▶ _CONSIGNE A_
Énumérez les conditions que Jean Rouvet dut remplir pour obtenir les sept places, selon le passage sur Jean Rouvet.
▶ _CONSIGNE B_
Poursuivez le passage sur Jean Rouvet à la suite de sa dernière phrase.

▶ _TEXTE À LIRE_
^^^^
De cette façon, les sept places, sauf quelques bribes, restèrent à Jean Rouvet tout seul. Il lui fallut satisfaire à plusieurs conditions. D'abord, il dut payer 5, 200 livres tournois ; ensuite il prit l'engagement, de démolir ce qui était sur rue et le remettre « à droit alignement, suivant le pourtraict ; » il promit encore que le gros mur étant en la onzième place, adjugée pour lui à Jacques Payen, « serait rompu, afin d'être mis au niveau ; » Le docteur J. Payen, à qui ses travaux sur Montaigne ont fait une si belle réputation parmi les bibliophiles, descend de ce Jacques Payen. Je crois savoir qu'il possède une maison rue Française, dont le terrain fut sans doute acquis par son aïeul à l'époque de cette première vente. Et enfin il s'obligea à « bâtir et édifier maisons manables et habitables. »

Il ne paraît pas s'être hâté de satisfaire à cette dernière condition. Il en laissa le soin à d'autres. Cinq ans après, n'ayant encore rien reconstruit, le 30 août 1548, il s'entendit avec les confrères de la Passion qui venaient de perdre le théâtre de l'hôpital de la Trinité, la salle où ils faisaient leurs jeux ayant été « par ordonnance de la cour, prise, occupée et employée en l'hébergement des pauvres. » Il leur vendit « une masure de 17 toises de long sur 16 de large », avec deux issues, l'une sur la rue Mauconseil et l'autre sur la rue Françoise, « puis peu de temps en ça faite et érigée droit. »

Les conditions furent : Que les confrères payeraient une rente annuelle de 250 livres, rachetable pour 4 500 livres ; qu'ils bâtiraient et édifieraient de neuf « une grande sale et autres bâtiments, pour le service de la confrérie, et que parmi les loges de ladite salle ledit Rouvet en aurait une à son choix, pour lui, ses enfants et amis leur vie durant, sans aucune chose en payer, ne diminuer de ladite rente ». Le contrat de vente, se trouve dans le Recueil cité tout à l'heure, et dans Félibien, Hist. de Paris, t. III des Preuves, p. 781-785.
^^^^
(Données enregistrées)
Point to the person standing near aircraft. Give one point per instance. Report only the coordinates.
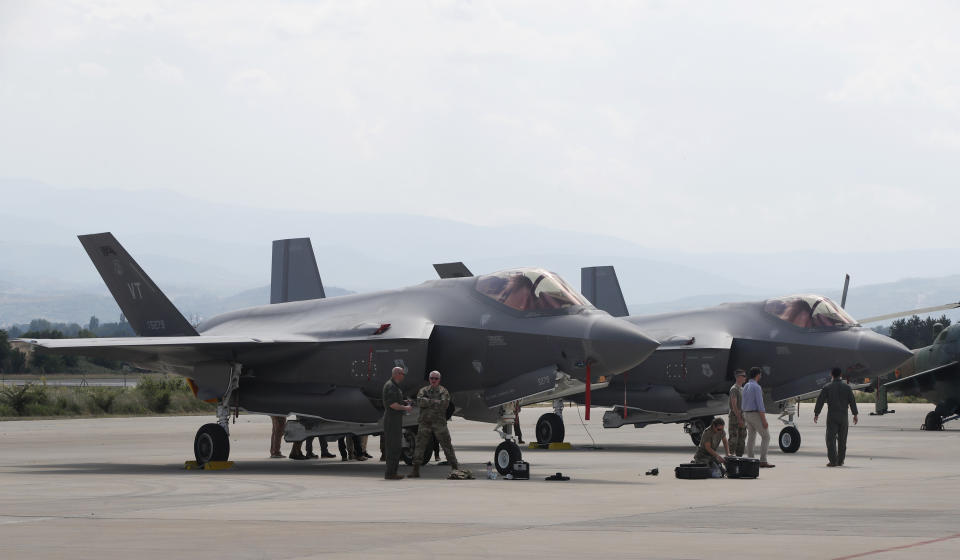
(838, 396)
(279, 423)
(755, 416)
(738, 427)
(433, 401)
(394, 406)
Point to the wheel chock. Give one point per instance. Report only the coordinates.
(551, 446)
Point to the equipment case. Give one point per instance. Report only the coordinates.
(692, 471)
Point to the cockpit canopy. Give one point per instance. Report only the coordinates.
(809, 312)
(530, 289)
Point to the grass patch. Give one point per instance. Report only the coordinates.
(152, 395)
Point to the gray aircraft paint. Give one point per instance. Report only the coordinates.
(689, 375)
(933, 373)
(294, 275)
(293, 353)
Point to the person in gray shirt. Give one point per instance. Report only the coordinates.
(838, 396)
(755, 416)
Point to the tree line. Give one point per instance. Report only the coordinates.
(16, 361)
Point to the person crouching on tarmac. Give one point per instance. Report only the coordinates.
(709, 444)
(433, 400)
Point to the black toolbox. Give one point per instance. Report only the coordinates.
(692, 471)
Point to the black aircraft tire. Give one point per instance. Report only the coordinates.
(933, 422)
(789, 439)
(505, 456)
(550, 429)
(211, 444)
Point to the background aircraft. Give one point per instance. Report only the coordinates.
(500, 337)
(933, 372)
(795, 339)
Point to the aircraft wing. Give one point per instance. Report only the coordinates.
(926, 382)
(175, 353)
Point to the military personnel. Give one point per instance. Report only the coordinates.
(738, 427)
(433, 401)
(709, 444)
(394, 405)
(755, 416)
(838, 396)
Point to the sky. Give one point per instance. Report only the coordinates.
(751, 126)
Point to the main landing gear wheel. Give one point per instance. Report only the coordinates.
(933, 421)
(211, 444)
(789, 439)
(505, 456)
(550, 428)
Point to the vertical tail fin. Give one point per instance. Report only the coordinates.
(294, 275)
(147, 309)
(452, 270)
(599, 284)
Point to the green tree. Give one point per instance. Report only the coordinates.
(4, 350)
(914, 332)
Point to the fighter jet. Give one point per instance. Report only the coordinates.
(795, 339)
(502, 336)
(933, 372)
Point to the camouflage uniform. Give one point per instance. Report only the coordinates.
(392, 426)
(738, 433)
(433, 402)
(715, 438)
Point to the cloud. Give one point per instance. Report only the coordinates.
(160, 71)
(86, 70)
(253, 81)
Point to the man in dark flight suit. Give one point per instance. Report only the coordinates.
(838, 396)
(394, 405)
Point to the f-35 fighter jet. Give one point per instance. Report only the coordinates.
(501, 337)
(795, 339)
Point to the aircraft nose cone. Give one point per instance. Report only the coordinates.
^^^^
▶ _RÉPONSE RÉDIGÉE A_
- Payer 5 200 livres tournois.
- Démolir ce qui était sur rue et le remettre « à droit alignement, suivant le pourtraict ».
- Faire rompre le gros mur situé en la onzième place, adjugée pour lui à Jacques Payen, afin qu'il soit mis au niveau.
- « Bâtir et édifier maisons manables et habitables ».

▶ _RÉPONSE RÉDIGÉE B_
Ce Jean Rouvet nous parait avoir été un maître homme, et puisque nous le tenons ici, nous nous en voudrions de ne pas dire tout ce que nous savons de bien sur son compte. Il faisait un commerce qui n'était pas toujours très heureux à Paris : le commerce des bois. Souvent, les arrivages manquant, il y avait disette, et l'on ne savait comment y remédier. Bien longtemps auparavant, en 1490, des bûcherons de la forêt de Lyons, en Normandie, s'étaient avisés de faire flotter de la rivière d'Andelle jusqu'en Seine le bois qu'ils avaient abattu, et qu'on appelait bois d'Andelle, sur le quai de l'École où on le mettait en chantier. Charles Leconte trouva le moyen bon et l'employa pour les bois des bords de l'Yonne qu'il fit flotter jusqu'à Paris, à la grande satisfaction du bureau de la ville, qui lui octroya des lettres patentes, « comme premier expérimentateur du flottage. »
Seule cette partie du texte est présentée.